Trecho selecionado ▸

++++++++

O Ministério da Educação (MEC) anunciou recentemente o seu programa de expansão das escolas de tempo integral no Brasil que, por meio de um programa de política pública, reúne um conjunto de estratégias que, desde assistência técnica, pedagógica e financeira aos Estados e Municípios, tem como objetivo melhorar nossos indicadores educacionais. O cerne da proposta governamental é ampliar o turno escolar para, no mínimo, 7 horas diárias ou 35 horas semanais.

O nobre objetivo do Programa do MEC “tem como finalidade a perspectiva do desenvolvimento e formação integral de bebês, crianças e adolescentes a partir de um currículo intencional e integrado, que amplia e articula diferentes experiências educativas, sociais, culturais e esportivas em espaços dentro e fora da escola com a participação da comunidade escolar”. São exatamente nesses termos que o programa ministerial é divulgado na sua página institucional eletrônica.

++++++++

Linhas fornecidas ▸
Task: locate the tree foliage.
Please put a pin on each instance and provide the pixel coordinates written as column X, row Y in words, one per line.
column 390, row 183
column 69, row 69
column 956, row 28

++++++++

Exercícios propostos ▸
• a. De acordo com o trecho sobre as escolas de tempo integral, qual é a duração mínima do turno escolar que o MEC pretende adotar?
• b. Retome o trecho sobre as escolas de tempo integral e escreva a continuação a partir do ponto em que ele termina.
As linhas não são necessárias para nada aqui.

Exercícios resolvidos ▸
• a. No mínimo 7 horas diárias ou 35 horas semanais.

• b.
Sabemos bem que o atual modelo educacional brasileiro guarda enormes desafios para a implementação de um projeto dessa magnitude. A ampliação do horário do turno escolar dos nossos sistemas de ensino exigira mudanças profundas nos currículos, nas jornadas de trabalhos dos profissionais da educação e nos próprios espaços escolares. Esse último ponto, a que se refere a noção da infraestrutura escolar, talvez seja o gargalo que exigiria maior investimento inicial do programa ministerial. Afinal, como poderíamos garantir a ampliação proposta pela escola do tempo integral sem os espaços físicos mínimos e adequados para manter as crianças e jovens nesse modelo?

Mas o principal desafio da nossa educação atualmente é transpor o modelo proposto pelo MEC, avançando ainda mais na proposta ministerial. Para garantir as interações com as subjetividades dos principais atores de nossas escolas e práticas pedagógicas de um novo modelo educacional que, de fato, concretize o direito à educação que tanto almejamos, é necessário avançar para a concepção de uma escola de formação integral.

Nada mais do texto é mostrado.